Exercise: Copy every line of the material below, requests included, but multiply each coordinate in the answer points by 1.95 and round it to a whole number, rounding halves up. Leave the numbers in the requests and their sample forms as they are.

----- Data shown

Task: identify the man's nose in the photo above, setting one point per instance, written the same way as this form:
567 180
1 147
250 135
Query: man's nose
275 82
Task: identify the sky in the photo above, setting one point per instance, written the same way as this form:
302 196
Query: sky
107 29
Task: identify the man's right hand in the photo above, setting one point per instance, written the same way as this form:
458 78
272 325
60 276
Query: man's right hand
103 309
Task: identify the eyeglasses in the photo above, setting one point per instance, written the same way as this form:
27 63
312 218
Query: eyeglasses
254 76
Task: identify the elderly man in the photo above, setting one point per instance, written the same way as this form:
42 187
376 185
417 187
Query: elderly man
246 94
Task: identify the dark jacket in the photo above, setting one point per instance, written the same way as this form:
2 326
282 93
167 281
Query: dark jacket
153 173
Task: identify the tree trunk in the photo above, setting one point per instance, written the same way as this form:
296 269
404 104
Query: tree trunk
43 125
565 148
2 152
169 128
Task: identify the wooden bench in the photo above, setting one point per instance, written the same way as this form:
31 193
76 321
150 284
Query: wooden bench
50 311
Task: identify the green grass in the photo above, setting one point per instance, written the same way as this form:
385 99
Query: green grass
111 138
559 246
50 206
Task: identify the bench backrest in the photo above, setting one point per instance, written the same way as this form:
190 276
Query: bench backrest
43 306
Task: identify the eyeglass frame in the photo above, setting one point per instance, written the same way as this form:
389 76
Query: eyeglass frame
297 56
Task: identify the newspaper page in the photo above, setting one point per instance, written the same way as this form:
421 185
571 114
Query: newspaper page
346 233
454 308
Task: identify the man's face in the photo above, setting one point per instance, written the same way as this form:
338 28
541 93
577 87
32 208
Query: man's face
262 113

----------

Answer to this problem:
Task: identify the man's nose in the photo above, setting one point per instance, written the same way as this form:
567 180
1 147
250 135
Query: man's nose
536 160
Task: identify the sky in the photo above, setting one point per instance, written the same way as this form:
302 196
Query: sky
209 57
Task: identify the man's right hand in the photo above, setting one point per instance, written the same way as this form:
458 78
272 325
60 276
Query: man's right hand
201 603
Task: identify the eyeglasses in the photo above, setting one point per instance, written the same way as this form:
27 63
312 218
Query: eyeglasses
495 148
Task: identify the elderly man in the photo above, setting one point per instance, written the same way as this form:
42 187
376 185
417 187
Query: elderly man
480 183
Task: identify the dark jacket in the photo above, setting one point per instance, written the same way as this form:
2 326
282 93
167 281
Query: dark jacket
298 337
Task: identify the tree trunk in the photo above, setting one point per instance, written the same way as this form:
296 269
404 104
Query: tree trunk
84 244
1102 289
4 296
330 250
Task: identify the wooden bench in the photo above, setting one point per instance, written the same way as this form:
31 193
76 321
150 284
Query: wooden bench
98 606
Task: identify the green grass in the photo above, setting one point per instance, written the same way as this form:
385 99
Query: green grass
216 269
1090 480
98 402
Task: identify the bench backrest in the photo above, setting one point per instance, written the same way as this form:
190 276
Query: bench backrest
84 597
Task: identify the eyeglass frame in the photo above, setting one point per instance, written the same way as this form:
389 76
Query: eyeglass frame
579 109
Task: identify the newspaper page in the photo above, setting one point per instance, written the same way as this form:
421 185
571 114
Query: newspaper page
675 454
885 601
Task: identify the man's face in the photo above, setting one point per instance, written the same way as this form:
338 28
541 93
577 87
32 208
Query: man's face
511 220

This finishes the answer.